## Short exercise
Return verbatim the lines starting at the one that contains "[Batch job #auto] Object class: towel bar." and ending at the one that contains "284;212;309;263", both included.

## Supplied data
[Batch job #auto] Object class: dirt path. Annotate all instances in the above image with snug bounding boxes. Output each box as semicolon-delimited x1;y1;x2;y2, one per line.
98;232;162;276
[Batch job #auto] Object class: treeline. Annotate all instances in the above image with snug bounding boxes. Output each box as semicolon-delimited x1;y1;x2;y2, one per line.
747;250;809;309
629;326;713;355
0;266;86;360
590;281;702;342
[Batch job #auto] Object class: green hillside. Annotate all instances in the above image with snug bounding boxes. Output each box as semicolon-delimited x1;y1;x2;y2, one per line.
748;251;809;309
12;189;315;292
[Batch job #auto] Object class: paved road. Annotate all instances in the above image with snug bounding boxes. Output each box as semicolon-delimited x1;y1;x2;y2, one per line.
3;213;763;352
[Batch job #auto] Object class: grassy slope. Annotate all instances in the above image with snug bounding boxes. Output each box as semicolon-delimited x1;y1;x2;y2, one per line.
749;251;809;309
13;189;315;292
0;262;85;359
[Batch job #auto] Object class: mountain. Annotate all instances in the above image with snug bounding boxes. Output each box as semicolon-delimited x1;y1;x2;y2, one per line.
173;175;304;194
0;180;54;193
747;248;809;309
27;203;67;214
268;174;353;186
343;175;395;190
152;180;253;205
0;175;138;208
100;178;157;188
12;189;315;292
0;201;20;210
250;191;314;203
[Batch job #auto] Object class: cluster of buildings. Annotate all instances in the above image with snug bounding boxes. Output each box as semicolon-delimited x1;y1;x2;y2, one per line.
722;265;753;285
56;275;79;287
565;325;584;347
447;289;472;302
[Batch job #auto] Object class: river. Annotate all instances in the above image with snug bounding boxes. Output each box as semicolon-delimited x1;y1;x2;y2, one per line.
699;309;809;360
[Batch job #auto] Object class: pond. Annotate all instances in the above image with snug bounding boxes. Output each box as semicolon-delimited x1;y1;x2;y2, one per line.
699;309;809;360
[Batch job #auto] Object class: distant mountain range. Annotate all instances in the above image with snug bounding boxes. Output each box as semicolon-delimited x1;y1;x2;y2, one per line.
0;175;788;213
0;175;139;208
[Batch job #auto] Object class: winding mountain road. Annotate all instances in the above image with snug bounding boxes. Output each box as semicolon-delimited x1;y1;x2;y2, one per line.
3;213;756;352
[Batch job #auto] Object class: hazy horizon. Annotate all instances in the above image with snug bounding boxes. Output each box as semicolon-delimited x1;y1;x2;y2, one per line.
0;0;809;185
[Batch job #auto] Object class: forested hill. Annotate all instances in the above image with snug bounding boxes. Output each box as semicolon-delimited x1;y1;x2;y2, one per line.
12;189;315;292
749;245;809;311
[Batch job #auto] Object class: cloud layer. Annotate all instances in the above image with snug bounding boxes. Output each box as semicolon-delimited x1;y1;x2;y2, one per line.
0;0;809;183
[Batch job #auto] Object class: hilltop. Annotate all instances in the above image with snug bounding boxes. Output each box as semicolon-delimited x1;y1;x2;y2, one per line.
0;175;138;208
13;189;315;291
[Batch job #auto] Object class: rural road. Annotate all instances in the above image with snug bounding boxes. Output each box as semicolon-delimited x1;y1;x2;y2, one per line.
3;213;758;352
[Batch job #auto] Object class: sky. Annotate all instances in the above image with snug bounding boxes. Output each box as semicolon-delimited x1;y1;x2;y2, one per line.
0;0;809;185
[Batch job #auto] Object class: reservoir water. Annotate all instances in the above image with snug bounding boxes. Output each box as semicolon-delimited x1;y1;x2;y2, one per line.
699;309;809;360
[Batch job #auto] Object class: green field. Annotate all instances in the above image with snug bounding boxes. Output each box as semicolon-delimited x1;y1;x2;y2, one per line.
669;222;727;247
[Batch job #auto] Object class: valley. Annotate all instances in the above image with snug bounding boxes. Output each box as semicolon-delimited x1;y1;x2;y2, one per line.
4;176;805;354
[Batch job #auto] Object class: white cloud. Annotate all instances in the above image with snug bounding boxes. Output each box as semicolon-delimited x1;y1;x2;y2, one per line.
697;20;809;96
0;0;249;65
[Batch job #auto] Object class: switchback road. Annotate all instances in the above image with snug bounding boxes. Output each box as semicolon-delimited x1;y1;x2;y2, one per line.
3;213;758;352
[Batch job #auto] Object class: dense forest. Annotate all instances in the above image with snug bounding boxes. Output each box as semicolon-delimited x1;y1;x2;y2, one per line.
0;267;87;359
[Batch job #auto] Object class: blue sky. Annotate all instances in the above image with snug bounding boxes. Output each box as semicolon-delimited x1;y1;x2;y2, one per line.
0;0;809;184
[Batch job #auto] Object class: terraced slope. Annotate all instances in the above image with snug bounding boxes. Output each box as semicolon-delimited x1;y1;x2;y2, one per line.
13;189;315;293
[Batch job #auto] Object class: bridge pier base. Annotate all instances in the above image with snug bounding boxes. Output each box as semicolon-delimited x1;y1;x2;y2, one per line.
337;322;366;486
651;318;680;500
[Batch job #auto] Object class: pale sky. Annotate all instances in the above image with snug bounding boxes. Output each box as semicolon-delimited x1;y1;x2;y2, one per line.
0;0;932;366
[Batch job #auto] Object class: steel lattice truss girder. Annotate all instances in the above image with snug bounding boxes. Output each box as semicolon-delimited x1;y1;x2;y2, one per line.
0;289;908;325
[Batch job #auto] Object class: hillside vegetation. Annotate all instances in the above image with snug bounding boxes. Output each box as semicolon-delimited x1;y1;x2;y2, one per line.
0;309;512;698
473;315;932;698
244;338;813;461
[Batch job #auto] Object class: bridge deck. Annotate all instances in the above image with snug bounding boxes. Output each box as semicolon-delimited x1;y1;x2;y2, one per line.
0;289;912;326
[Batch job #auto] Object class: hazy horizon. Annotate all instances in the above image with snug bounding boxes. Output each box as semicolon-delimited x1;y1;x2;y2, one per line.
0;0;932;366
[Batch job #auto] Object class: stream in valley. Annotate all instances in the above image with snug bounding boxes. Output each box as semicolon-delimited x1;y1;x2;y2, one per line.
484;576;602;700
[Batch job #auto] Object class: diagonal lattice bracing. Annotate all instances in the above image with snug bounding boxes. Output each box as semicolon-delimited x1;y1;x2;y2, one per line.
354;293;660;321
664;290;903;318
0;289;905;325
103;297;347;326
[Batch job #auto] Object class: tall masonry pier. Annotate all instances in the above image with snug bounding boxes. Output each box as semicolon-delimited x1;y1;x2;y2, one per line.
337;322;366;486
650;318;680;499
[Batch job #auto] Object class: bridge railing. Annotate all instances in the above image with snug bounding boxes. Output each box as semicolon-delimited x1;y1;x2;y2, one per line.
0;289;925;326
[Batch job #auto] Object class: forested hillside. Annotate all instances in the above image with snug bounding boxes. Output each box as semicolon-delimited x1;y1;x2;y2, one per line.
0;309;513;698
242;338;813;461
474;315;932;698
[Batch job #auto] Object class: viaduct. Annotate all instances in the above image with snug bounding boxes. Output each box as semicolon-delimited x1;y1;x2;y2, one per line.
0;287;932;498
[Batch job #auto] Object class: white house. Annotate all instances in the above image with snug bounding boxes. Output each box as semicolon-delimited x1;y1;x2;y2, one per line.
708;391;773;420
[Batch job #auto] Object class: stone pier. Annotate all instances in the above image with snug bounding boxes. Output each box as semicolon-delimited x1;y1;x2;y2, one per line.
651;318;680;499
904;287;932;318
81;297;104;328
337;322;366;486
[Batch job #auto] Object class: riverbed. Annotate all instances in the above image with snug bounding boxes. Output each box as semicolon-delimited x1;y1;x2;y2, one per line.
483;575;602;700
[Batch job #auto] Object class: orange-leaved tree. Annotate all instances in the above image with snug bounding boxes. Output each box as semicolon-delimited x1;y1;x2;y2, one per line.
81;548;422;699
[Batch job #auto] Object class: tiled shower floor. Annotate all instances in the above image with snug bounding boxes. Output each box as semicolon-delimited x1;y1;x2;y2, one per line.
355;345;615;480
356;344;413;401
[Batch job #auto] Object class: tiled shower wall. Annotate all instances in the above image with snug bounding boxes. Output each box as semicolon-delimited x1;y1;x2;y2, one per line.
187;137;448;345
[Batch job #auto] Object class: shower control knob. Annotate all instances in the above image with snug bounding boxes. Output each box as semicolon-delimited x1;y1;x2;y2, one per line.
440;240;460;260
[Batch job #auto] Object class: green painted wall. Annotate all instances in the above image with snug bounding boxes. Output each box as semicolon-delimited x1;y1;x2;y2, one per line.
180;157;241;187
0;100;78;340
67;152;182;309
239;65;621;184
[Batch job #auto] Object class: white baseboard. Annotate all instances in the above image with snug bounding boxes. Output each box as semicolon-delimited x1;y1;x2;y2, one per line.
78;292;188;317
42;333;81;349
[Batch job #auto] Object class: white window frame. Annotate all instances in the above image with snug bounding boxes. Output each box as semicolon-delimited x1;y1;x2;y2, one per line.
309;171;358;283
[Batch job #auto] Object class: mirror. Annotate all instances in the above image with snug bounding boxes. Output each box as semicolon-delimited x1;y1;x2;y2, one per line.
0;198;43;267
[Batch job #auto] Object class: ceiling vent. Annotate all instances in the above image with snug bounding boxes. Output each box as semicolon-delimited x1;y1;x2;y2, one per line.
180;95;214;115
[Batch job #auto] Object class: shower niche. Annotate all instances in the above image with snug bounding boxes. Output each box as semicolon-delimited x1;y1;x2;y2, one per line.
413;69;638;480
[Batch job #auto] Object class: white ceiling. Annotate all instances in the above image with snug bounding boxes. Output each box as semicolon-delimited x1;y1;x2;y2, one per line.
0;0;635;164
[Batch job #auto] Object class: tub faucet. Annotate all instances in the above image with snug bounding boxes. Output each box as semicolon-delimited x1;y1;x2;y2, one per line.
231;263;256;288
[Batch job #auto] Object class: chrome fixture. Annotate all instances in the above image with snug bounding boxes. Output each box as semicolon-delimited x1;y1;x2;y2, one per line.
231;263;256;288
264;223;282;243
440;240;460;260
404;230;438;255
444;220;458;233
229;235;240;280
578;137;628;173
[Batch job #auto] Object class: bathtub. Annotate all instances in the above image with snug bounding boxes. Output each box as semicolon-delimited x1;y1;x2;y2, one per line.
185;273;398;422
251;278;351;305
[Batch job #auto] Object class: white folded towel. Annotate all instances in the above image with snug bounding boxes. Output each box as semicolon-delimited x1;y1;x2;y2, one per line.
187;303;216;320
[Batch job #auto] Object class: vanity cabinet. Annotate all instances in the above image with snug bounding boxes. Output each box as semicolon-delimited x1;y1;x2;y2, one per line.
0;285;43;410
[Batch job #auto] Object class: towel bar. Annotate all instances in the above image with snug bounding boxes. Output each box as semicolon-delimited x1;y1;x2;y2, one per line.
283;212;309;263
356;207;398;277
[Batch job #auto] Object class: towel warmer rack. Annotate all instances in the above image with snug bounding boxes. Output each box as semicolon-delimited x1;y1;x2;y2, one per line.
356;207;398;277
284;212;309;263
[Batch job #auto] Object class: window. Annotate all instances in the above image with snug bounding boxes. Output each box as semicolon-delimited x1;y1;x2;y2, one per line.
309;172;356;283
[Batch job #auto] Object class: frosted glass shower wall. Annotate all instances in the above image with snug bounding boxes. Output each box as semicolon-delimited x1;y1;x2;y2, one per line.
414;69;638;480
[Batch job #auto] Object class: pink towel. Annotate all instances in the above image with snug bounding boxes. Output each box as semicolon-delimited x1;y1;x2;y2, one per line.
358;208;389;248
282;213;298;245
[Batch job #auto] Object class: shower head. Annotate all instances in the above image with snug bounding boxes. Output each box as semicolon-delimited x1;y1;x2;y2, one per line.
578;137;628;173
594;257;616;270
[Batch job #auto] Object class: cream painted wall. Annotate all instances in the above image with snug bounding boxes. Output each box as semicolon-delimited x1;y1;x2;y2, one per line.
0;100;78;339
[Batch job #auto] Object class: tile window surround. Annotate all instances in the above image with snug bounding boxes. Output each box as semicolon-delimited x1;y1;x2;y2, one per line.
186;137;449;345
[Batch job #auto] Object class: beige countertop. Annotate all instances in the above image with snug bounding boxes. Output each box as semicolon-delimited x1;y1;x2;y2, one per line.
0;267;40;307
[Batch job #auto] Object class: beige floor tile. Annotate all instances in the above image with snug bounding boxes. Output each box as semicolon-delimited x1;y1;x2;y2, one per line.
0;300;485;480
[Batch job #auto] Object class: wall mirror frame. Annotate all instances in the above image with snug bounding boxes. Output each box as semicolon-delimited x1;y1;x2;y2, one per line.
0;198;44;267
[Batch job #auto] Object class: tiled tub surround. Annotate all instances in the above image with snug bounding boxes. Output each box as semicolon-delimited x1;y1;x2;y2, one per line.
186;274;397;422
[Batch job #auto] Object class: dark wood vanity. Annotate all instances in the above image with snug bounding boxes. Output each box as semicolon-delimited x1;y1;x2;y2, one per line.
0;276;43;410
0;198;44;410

## Result of the task
[Batch job #auto] Object class: towel bar. Annotate all instances in the above image with snug bounding boxes. Output each box as semicolon-delimited x1;y1;x2;y2, one per line.
283;212;309;263
356;207;398;277
[Batch job #auto] Object class: towel warmer rack. Annotate all instances in the above image with snug bounding boxes. Output each box as semicolon-delimited x1;y1;x2;y2, one per line.
356;207;398;277
284;212;309;263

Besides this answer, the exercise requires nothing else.